Selected passage START
International System of Units to U.S. customary units

Length
Multiply	By	To obtain
meter (m)	1.094	yard (yd)

Abbreviations

EFG

Ecosystem Functional Group

GET

Global Ecosystem Typology

GIS

geographic information system

IUCN

International Union for the Conservation of Nature

TNC

The Nature Conservancy

UN SEEA

United Nations System for Environmental and Economic Accounting

WTE

World Terrestrial Ecosystems

Introduction

Ecosystems are dynamic systems comprising living organisms that interact with each other and their physical environment (Odum, 1953). Ecosystems vary in scale, from microecosystems (for example, tidepools) to macroecosystems (for example, boreal taiga forests), and their global distributions are shaped by environmental drivers such as climate, terrain, and substrate properties (Bailey, 2009). Ecosystems can be mapped as areas with unique combinations of environmental factors, and the U.S. Geological Survey, Esri, and The Nature Conservancy (TNC) have taken this approach to develop a comprehensive map of World Terrestrial Ecosystems (WTEs; Sayre and others, 2020). This 250-meter spatial resolution map is globally standardized and is based on data that characterize land areas with unique combinations of climate regimes, landforms, and vegetation or land-cover types (Sayre and others, 2020).

In 2021, the United Nations (UN) Statistical Commission adopted the UN System for Environmental and Economic Accounting (UN SEEA; United Nations, 2021) as a standard for national ecosystem accounting; this standard emphasizes measuring ecosystem extents for policy and decision-making purposes. Ecosystem accounting requires area-based measurements of ecosystem distributions, commonly referred to as ecosystem extent. The UN SEEA guidance encourages the use of national ecosystems maps and data for country-level ecosystem accounting. Although some countries have detailed national ecosystem maps for conservation planning and territorial management (for example, Colombia; IDEAM and others, 2017), others may need to develop a national map from the bottom-up or use a national map derived from a regional or global ecosystems map.
Selected passage END
Source information START
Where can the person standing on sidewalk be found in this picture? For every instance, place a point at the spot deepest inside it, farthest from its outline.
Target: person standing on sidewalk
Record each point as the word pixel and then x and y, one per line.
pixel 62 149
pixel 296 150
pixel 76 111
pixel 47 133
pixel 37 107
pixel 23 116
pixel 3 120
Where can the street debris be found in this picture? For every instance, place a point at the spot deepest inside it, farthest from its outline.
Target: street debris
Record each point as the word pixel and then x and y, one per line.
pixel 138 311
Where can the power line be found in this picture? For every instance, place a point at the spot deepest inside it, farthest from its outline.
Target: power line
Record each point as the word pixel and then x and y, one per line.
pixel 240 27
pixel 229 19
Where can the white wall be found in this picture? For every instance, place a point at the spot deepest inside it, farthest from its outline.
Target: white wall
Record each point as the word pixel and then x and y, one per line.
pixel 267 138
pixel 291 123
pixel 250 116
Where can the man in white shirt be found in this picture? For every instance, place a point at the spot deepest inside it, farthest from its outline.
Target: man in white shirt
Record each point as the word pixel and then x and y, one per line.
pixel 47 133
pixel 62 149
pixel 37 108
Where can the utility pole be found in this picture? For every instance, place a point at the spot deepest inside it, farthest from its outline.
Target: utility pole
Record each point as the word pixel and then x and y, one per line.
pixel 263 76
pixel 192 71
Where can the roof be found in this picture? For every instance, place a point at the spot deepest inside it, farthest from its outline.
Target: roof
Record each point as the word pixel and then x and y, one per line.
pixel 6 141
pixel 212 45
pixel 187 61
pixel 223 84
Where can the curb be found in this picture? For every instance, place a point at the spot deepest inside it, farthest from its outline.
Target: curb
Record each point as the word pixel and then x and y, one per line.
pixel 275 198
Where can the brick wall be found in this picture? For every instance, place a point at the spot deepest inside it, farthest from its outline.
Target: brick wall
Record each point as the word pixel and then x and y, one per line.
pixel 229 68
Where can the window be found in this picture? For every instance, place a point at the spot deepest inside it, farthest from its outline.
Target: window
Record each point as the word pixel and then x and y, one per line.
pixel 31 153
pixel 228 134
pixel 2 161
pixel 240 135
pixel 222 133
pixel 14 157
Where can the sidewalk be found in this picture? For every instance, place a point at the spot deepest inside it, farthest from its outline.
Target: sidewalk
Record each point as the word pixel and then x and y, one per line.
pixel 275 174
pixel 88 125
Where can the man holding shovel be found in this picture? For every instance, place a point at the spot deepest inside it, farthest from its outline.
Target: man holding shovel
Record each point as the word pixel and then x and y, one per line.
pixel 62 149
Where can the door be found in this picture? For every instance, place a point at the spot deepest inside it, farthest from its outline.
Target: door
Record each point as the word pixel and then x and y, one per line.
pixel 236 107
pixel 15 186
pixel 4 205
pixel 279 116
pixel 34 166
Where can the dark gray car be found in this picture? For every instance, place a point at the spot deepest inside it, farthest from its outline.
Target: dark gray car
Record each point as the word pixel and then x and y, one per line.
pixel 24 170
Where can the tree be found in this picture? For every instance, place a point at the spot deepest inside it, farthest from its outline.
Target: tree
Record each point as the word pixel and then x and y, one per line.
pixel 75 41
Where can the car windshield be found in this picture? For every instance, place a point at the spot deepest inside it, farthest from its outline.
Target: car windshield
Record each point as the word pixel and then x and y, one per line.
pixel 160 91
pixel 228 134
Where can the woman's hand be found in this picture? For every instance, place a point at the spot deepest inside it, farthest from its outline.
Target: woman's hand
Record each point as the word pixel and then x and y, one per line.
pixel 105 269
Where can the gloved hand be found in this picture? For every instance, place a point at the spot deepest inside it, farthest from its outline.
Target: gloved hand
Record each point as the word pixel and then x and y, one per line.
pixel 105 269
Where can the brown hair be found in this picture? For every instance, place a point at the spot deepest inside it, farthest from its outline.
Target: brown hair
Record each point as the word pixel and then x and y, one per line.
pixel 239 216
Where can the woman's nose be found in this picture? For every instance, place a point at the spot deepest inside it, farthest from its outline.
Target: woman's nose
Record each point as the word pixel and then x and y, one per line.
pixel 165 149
Source information END
*Exercises*
1) Reproduce the ecosystem mapping text from the words "In 2021, the" through the words "global ecosystems map.".
2) Decide whether each statement agrees with the ecosystem mapping text. Answer yes or no, and quote the deciding words. (a) The World Terrestrial Ecosystems map has a 250-meter spatial resolution. (b) The UN Statistical Commission adopted the UN SEEA in 2019. (c) The UN SEEA guidance discourages the use of national ecosystem maps for country-level accounting.

*Expected responses*
1)
In 2021, the United Nations (UN) Statistical Commission adopted the UN System for Environmental and Economic Accounting (UN SEEA; United Nations, 2021) as a standard for national ecosystem accounting; this standard emphasizes measuring ecosystem extents for policy and decision-making purposes. Ecosystem accounting requires area-based measurements of ecosystem distributions, commonly referred to as ecosystem extent. The UN SEEA guidance encourages the use of national ecosystems maps and data for country-level ecosystem accounting. Although some countries have detailed national ecosystem maps for conservation planning and territorial management (for example, Colombia; IDEAM and others, 2017), others may need to develop a national map from the bottom-up or use a national map derived from a regional or global ecosystems map.

2)
(a) Yes: "This 250-meter spatial resolution map is globally standardized"
(b) No: "In 2021, the United Nations (UN) Statistical Commission adopted the UN System for Environmental and Economic Accounting"
(c) No: "The UN SEEA guidance encourages the use of national ecosystems maps and data for country-level ecosystem accounting."